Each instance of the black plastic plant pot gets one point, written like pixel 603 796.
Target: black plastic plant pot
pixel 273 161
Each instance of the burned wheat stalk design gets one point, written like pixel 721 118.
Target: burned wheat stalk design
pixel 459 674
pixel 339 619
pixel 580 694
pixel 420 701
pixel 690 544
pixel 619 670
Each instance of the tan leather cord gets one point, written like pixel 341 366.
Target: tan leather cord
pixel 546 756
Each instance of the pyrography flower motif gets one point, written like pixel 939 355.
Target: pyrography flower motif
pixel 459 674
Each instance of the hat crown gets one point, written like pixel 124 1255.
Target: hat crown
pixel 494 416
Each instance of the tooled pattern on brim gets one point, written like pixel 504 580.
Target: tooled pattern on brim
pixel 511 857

** AIM OF THE EXERCISE **
Taking no liberties, give the material above again in full.

** RESPONSE BOX **
Each instance of the black plastic plant pot gets one point, written like pixel 603 796.
Target: black plastic plant pot
pixel 273 161
Each instance of the burned wheat stalk design gets one point, written like pixel 721 118.
Target: burned wheat stalk design
pixel 459 674
pixel 339 619
pixel 580 694
pixel 420 701
pixel 690 544
pixel 619 670
Each instance of the tan leather cord gets one point, written like pixel 341 366.
Target: tan leather cord
pixel 546 756
Each instance of the pyrography flower motif gets one point, written like pixel 939 355.
Target: pyrography flower motif
pixel 459 674
Each instance of the hat crown gets one point, written like pixel 124 1255.
Target: hat crown
pixel 494 416
Each instance of the tooled pattern on brim gets one point, written like pixel 504 580.
Target: tooled pattern on brim
pixel 511 857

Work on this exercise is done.